Copy the listing below with "bounding box" changed to "enclosing rectangle" wherever it appears and nothing else altered, leaving out the pictures.

** start **

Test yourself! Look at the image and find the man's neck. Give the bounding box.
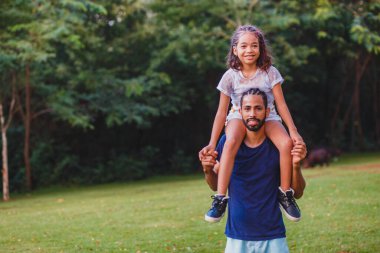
[244,126,266,148]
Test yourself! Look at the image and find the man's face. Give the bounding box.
[240,95,269,132]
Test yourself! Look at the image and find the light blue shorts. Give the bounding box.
[224,237,289,253]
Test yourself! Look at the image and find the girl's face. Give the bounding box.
[233,32,260,67]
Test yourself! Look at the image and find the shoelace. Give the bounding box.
[285,195,300,210]
[211,196,226,211]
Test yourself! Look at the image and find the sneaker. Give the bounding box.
[205,194,228,223]
[278,187,301,222]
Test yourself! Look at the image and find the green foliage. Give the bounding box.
[0,159,380,253]
[0,0,380,188]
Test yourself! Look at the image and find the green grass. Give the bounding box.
[0,156,380,253]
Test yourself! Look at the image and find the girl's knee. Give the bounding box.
[223,137,241,150]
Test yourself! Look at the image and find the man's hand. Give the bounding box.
[198,144,216,162]
[291,141,307,164]
[201,151,219,174]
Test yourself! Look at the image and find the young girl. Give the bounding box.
[199,25,302,222]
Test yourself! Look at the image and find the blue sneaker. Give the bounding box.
[278,187,301,222]
[205,194,228,223]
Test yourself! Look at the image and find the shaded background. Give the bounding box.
[0,0,380,191]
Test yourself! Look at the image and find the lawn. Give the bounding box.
[0,153,380,253]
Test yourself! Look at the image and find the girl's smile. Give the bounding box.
[234,32,260,68]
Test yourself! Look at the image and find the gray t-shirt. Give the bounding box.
[217,66,284,120]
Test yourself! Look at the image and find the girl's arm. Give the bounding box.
[199,92,230,160]
[272,84,303,141]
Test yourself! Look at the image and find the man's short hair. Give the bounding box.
[240,88,268,109]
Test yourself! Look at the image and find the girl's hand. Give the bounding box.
[290,131,303,143]
[198,144,216,161]
[291,141,307,164]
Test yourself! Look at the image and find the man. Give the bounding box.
[201,89,306,253]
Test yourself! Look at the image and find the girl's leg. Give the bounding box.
[265,120,293,191]
[218,119,246,195]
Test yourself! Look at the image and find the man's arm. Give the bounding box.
[291,142,307,199]
[201,151,219,191]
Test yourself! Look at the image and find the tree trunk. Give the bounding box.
[372,74,380,147]
[352,54,371,149]
[0,104,9,201]
[24,64,32,190]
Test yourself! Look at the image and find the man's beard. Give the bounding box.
[243,118,265,132]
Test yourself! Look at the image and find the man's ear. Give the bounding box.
[265,107,270,117]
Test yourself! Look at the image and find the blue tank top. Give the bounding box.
[217,136,285,241]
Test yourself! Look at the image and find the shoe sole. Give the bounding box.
[279,205,301,222]
[205,214,224,223]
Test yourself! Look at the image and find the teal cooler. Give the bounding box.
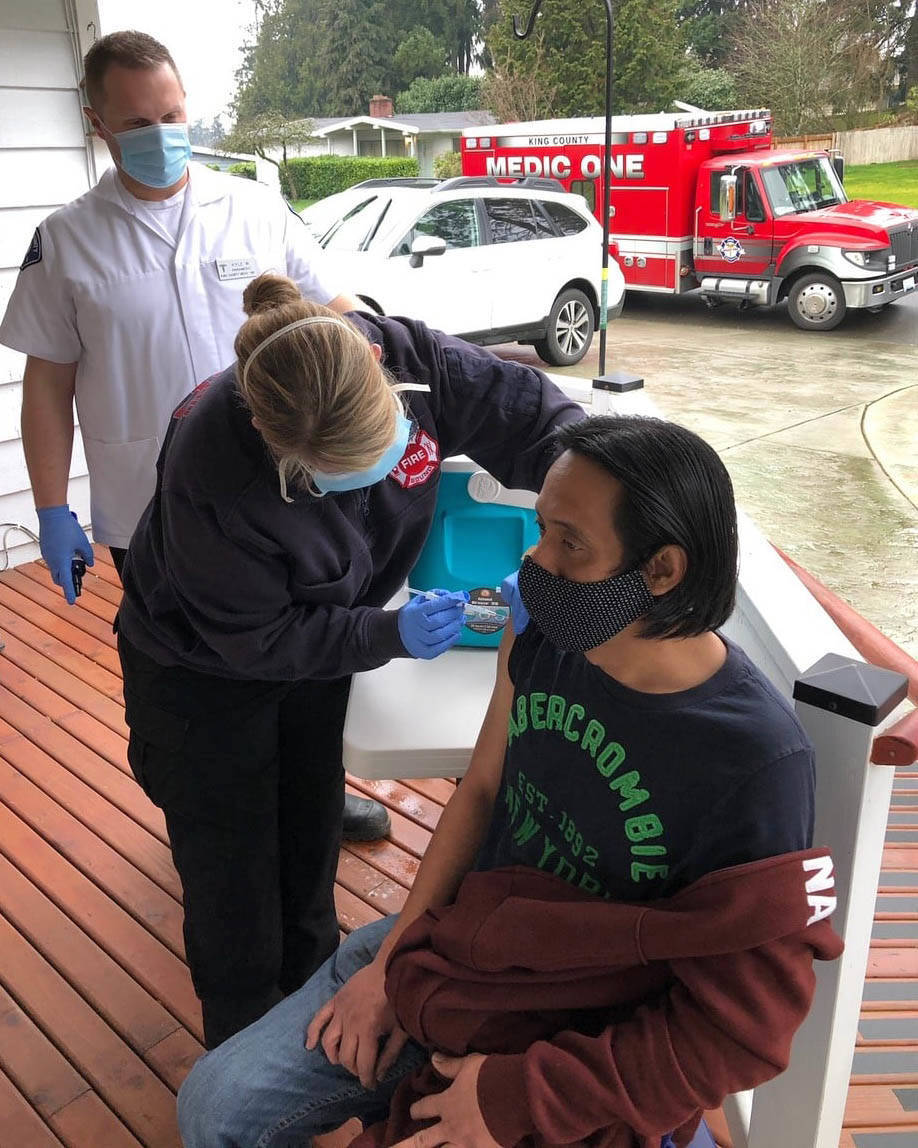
[409,457,538,646]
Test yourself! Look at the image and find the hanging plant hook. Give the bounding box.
[513,0,542,40]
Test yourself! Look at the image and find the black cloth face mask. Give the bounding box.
[518,557,655,652]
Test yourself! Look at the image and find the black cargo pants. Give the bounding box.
[118,635,350,1048]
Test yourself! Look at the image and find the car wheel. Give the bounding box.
[787,271,848,331]
[535,287,593,366]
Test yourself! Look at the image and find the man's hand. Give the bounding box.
[305,963,409,1089]
[395,1053,500,1148]
[38,505,94,606]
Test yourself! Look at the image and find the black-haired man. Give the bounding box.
[179,417,837,1148]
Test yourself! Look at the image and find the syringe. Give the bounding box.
[409,587,509,622]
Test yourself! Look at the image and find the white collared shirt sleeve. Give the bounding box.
[283,200,347,303]
[0,222,83,363]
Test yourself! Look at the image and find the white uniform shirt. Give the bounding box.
[0,164,341,546]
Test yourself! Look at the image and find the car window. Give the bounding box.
[484,200,539,243]
[742,171,765,223]
[321,195,389,251]
[392,200,481,255]
[570,179,596,215]
[542,200,588,235]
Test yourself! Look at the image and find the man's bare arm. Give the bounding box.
[22,355,77,506]
[306,627,513,1088]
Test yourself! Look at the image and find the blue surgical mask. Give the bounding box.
[312,414,411,495]
[115,124,192,188]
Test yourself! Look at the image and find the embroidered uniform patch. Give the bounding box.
[389,427,439,490]
[20,227,41,271]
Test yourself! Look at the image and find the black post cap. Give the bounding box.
[794,653,909,727]
[593,371,644,395]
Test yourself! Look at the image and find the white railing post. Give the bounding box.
[728,654,908,1148]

** end **

Worked solution -
Test yourself! Look at the image and find the man's neck. Give the enclosing rectangle.
[244,126,266,148]
Test yourself! Look at the image and find the man's face. Give the enclosing rectangle.
[240,95,269,132]
Test yourself! Look at the image and find the light blue shorts. Give the enclosing rectangle.
[224,237,289,253]
Test yourself! Look at the image and find the girl's face. Give the enclosing rectangle.
[233,32,260,67]
Test yourself! Look at the image and find the shoelace. Give the enclosing rectangle.
[285,195,300,210]
[211,196,226,211]
Test yourself! Look at the image and find the sneaker. Give the enclosing rectangle.
[205,194,228,223]
[278,187,301,222]
Test yourself! Look at the image and find the green foliage. Give the enclosing rectangle.
[0,159,380,253]
[0,0,380,188]
Test yourself! Look at the image and find the green grass. Give the enclosing rectangle.
[0,156,380,253]
Test yourself! Look at the image and find the girl's knee. Give the enclosing rectangle.
[223,137,241,150]
Test yourself! Look at the image and find the man's hand. Give the enclosing rectangle.
[198,144,216,162]
[291,141,307,164]
[201,151,219,174]
Test yourself! Look at the image and find the young girl. Give the enclosing rectangle.
[199,25,302,222]
Test yourself! Look at the image and find the blue sneaker. Give the enclosing rectangle.
[278,187,301,222]
[205,194,228,223]
Test yourself! Look at the image and find the shaded background. Give the enclosing rectangle.
[0,0,380,191]
Test yourself! Look at the image and find the lawn. Give the enclosing rectangle.
[0,153,380,253]
Test yourself! Look at the image and find the girl's smile. Give the enclosing rectangle.
[234,32,260,68]
Test yourself! Look at the image and find the gray t-shirt. Give the enclosing rectangle.
[217,66,284,120]
Test yourself! Look at the image and find the girl's arm. Give the enclosing rectangle.
[199,92,230,160]
[272,84,303,141]
Test yourself! Look at the image and find the man's short hair. Give the enclosing rectangle.
[240,88,268,109]
Test yourself! Look at the image and find the girl's hand. Give the enclosing rectangle.
[290,131,303,143]
[198,144,216,161]
[291,141,307,164]
Test yourself! Look at the image and find the man. Give the enclosing rectangle.
[201,89,306,253]
Test yourself! Look at the image and find the girl's leg. Give the enclosing rectangle.
[265,120,293,191]
[218,119,246,195]
Test yourself! Look at the image and find the man's arm. Give the enclosing rectangle.
[291,142,307,199]
[201,151,219,191]
Test yourself! Look at the image and find the tree trunk. Give the enclosing rectangle.
[372,74,380,147]
[352,54,371,149]
[0,104,9,201]
[24,64,32,190]
Test yourself! Look at the image and find the man's beard. Give the enclosing rectangle.
[243,118,265,132]
Test yourself! Look at the image and find the man's ear. Give the enclosing rectangle.
[265,107,270,117]
Test yourself! Look at the image and find the blue tank top. Give the enclosing rectangle.
[217,136,285,241]
Test yourself! Look at the image and find the shoe sole. Give the enclosing rectangle.
[279,205,301,222]
[205,214,224,223]
Test yourself! Look at the image and find the teal cooler. Give the enclosing rectangle.
[409,457,538,646]
Test yourself! Look at the image and find the hanging plant hook. Give the enclosing rectangle.
[513,0,542,40]
Test yourself! Look at the image and find the black cloth face mask. Give the enclosing rectangle.
[518,557,655,652]
Test yourself! Look at the image and find the black cargo pants. Give the enclosing rectangle.
[118,635,350,1048]
Test yourself! Look at the image and find the car wheel. Give the enclosing rectangle.
[787,271,848,331]
[535,287,593,366]
Test yourself! Look at the image and find the man's hand. Give the enclosing rectangle.
[305,963,409,1089]
[395,1053,500,1148]
[38,505,94,606]
Test yourself! Look at the image and find the black-haired man. Give the enclosing rectangle.
[179,417,837,1148]
Test yourself! Look at the image and find the syringe. Give the enclosing rectangle.
[409,587,509,622]
Test yourself! Look at the image and find the white collared shirt sleeve. Give the enclosing rectangle.
[283,200,347,303]
[0,222,83,363]
Test yourself! Look at the image and find the white uniform shirt. Give the enclosing rectangle.
[0,164,341,546]
Test yourself! Look at the image and find the car window. Give the enclosing rectangle.
[484,200,539,243]
[742,171,765,223]
[321,195,389,251]
[392,200,481,255]
[570,179,596,215]
[542,200,588,235]
Test yourself! Look at the image and find the man's bare arm. Give the enclosing rectangle.
[22,355,77,506]
[306,627,513,1088]
Test yourself! Look at the image and find the blue surgical mask. Give the enclosing rectangle.
[312,414,411,495]
[115,124,192,188]
Test yourself! Look at the image and find the embroidered uniform patch. Give the enclosing rectangle.
[389,427,439,490]
[20,227,41,271]
Test yourself! Look at the image and find the black post cap. Give the enclosing rectangle.
[794,653,909,727]
[593,371,644,395]
Test yourself! Look at the image and find the white railing post. Give the enclosing rectangle.
[728,654,908,1148]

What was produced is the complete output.